• [Text shown]:
The OEM (Optimal Estimation Method) is generally used for retrieval of species with deep absorption lines, such as O₃. The advantage of the OEM is that all information can be extracted from the measurements, and that a complete description of the error propagation is given. The disadvantages are that OEM tends to be computationally expensive due to online radiative transfer, and that the use of a priori data makes the products more difficult to use.

In the OEM the final retrieval result is based on the measurements as well as on a priori data. The a priori data are needed as regularisation because the inversion is ill-posed, meaning that the unknowns exceed the independent information in the measurements. For the OEM, three elements are needed:

• a forward model that describes the satellite measurements for a given atmospheric state
• the a priori profiles and its error-covariance matrices
• an inversion scheme.

Forward Model

The forward model consists of a Radiative Transfer Model (RTM) and an instrument model. The radiative transfer model computes the radiances at TOA given a certain atmospheric state given by the state vector. This state vector contains the parameters that will be retrieved by the OEM, for example the ozone profile, cloud parameters and surface albedo. The RTM computes not only the radiance but also the derivative of the radiances to the state vector elements. The instrument model simulates the Level-1B as measured by the instrument. The slit function is an important part of the instrument model, as it is used to degrade the high-resolution radiances to the spectral resolution of the instrument. The output of the forward model is a simulated measured reflectance that can be compared with the measured reflectance.

[Object point labels]
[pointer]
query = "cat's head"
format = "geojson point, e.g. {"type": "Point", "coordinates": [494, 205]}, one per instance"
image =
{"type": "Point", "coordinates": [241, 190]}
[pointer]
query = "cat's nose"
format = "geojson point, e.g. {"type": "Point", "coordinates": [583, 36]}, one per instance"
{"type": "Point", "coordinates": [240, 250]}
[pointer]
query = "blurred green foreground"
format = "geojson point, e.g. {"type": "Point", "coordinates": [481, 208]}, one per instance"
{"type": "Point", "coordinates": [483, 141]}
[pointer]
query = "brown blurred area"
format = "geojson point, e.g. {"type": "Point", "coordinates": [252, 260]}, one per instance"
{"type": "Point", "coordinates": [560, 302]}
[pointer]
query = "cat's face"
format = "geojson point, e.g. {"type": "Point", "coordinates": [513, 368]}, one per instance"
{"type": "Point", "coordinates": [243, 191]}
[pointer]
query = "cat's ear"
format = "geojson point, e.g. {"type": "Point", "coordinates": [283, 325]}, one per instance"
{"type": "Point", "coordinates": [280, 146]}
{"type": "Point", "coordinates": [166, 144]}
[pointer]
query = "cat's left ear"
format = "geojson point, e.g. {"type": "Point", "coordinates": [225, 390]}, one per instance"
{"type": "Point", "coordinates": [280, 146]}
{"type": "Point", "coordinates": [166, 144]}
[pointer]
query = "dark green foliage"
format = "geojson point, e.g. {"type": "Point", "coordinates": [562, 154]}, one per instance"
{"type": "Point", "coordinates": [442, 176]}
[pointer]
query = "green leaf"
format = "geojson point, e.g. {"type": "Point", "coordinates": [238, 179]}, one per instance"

• [Aim]:
Reproduce the OEM text word for word, everything from "The forward model consists" down to "the measured reflectance.". Work from the OEM text alone, not from the material.

• [Exercise output]:
The forward model consists of a Radiative Transfer Model (RTM) and an instrument model. The radiative transfer model computes the radiances at TOA given a certain atmospheric state given by the state vector. This state vector contains the parameters that will be retrieved by the OEM, for example the ozone profile, cloud parameters and surface albedo. The RTM computes not only the radiance but also the derivative of the radiances to the state vector elements. The instrument model simulates the Level-1B as measured by the instrument. The slit function is an important part of the instrument model, as it is used to degrade the high-resolution radiances to the spectral resolution of the instrument. The output of the forward model is a simulated measured reflectance that can be compared with the measured reflectance.